YOUR GOAL | In two sentences, summarize the passage on Paulwell.

Following a judicial review, it was ruled that Paulwell had no power to issue the directive to the OUR. However, in 2003, Digicel took the case to Jamaica's Supreme Court and won, though the OUR subsequently appealed the ruling to the appellate court. The Court of Appeal ruled that Paulwell's directive was outside his ministerial powers and invalid, and the OUR had no obligation to comply with it. Digicel then again appealed the ruling by taking the matter to the Privy Council, Jamaica's final court of appeal, though it proved unsuccessful after the Privy Council, upholding the decision of the Court of Appeal, again ruled that Paulwell's directive was ultra vires and that OUR had been correct in ignoring him.
The judgement also meant LIME (formerly Cable & Wireless Jamaica) was allowed to keep the £22 million Digicel had earlier been ordered by the Jamaican courts to pay LIME for termination rates in respect of incoming calls.
Paulwell's integrity was also questioned in 2011 when it emerged via WikiLeaks that U.S. officials based in Kingston, Jamaica's capital, had described him as a "conflicted and meddling" minister. The diplomatic cable, dispatched in 2007, detailed Paulwell's alleged mismanagement of the Universal Access Fund, which was set up by the United States Federal Communications Commission in 1997 to meet Congressional universal service goals as mandated by the Telecommunications Act of 1996. It also documented how he had paid attorney Minette Palmer, his former personal advisor, almost US$450,000 over a 19-month period, despite that no internet facilities had been provided in schools during that time as the scheme intended. To further compound matter was the revelation that Mr. Paulwell had recently awarded a cellular licence to a company controlled by Ms. Palmer and her husband.

PROVIDED INFORMATION |

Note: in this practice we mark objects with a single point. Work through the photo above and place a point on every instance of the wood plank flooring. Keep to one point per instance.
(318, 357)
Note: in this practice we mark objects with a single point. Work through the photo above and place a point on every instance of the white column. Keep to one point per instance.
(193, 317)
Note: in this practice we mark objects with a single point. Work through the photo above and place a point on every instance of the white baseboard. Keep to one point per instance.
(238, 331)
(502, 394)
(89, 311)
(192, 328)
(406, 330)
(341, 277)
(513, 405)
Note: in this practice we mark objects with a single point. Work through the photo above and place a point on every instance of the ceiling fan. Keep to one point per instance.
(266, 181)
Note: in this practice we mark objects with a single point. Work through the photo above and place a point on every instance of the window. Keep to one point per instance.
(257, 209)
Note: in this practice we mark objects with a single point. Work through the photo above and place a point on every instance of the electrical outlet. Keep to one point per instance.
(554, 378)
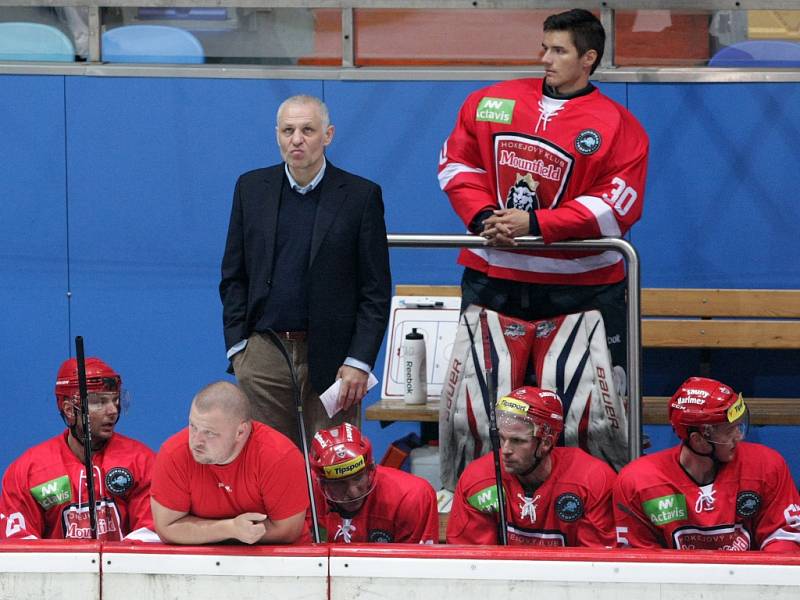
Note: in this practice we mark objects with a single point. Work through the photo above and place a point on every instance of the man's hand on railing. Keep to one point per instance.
(504, 225)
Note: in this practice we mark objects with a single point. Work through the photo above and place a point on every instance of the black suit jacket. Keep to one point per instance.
(349, 279)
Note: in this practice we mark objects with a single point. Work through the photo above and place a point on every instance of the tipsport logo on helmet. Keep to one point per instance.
(345, 469)
(510, 405)
(736, 410)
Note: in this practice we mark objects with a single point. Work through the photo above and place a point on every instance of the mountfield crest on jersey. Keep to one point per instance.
(76, 523)
(380, 536)
(514, 330)
(495, 110)
(528, 169)
(522, 194)
(747, 504)
(588, 141)
(119, 480)
(569, 507)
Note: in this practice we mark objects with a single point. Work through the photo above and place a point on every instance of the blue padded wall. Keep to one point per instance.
(150, 194)
(34, 320)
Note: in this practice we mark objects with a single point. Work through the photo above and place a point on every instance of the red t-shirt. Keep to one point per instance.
(752, 504)
(571, 508)
(45, 494)
(402, 508)
(267, 477)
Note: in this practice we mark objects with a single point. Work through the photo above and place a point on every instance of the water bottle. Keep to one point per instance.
(414, 371)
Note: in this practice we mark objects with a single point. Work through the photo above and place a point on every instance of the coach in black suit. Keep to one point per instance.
(306, 256)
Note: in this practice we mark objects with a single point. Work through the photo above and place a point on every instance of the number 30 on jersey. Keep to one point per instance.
(622, 197)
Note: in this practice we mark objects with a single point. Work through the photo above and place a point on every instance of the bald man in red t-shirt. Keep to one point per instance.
(226, 477)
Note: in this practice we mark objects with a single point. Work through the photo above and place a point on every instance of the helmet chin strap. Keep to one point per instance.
(712, 455)
(537, 460)
(73, 430)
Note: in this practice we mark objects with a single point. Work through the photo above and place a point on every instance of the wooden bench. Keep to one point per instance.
(705, 319)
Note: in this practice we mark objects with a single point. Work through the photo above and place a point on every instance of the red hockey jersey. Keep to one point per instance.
(401, 508)
(45, 493)
(752, 504)
(571, 508)
(579, 164)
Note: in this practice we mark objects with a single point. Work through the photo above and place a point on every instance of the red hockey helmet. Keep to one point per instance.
(99, 378)
(342, 457)
(541, 408)
(700, 401)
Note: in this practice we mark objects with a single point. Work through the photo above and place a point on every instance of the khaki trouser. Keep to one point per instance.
(263, 375)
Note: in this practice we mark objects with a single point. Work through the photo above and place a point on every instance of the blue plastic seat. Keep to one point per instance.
(151, 44)
(34, 41)
(758, 53)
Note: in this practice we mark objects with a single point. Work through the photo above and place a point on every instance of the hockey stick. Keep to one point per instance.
(301, 424)
(494, 437)
(87, 434)
(486, 385)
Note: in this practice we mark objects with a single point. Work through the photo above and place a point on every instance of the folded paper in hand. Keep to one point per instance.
(330, 397)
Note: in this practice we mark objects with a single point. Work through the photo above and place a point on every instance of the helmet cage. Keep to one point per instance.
(725, 434)
(541, 409)
(341, 457)
(338, 491)
(701, 403)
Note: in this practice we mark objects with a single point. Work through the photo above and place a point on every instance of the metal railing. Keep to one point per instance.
(349, 32)
(631, 257)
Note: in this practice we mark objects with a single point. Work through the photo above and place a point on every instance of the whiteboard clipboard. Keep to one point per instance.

RESULT OF THE TASK | The Court of Appeal ruled that Paulwell's directive to the OUR was outside his ministerial powers and invalid, and the Privy Council upheld that ruling when Digicel appealed, which also let LIME keep the £22 million Digicel had been ordered to pay it for termination rates. In 2011, WikiLeaks revealed a 2007 U.S. diplomatic cable that called Paulwell a "conflicted and meddling" minister and documented that he paid his former advisor Minette Palmer almost US$450,000 over 19 months while no internet facilities were provided in schools; it also emerged that he had awarded a cellular licence to a company controlled by her and her husband.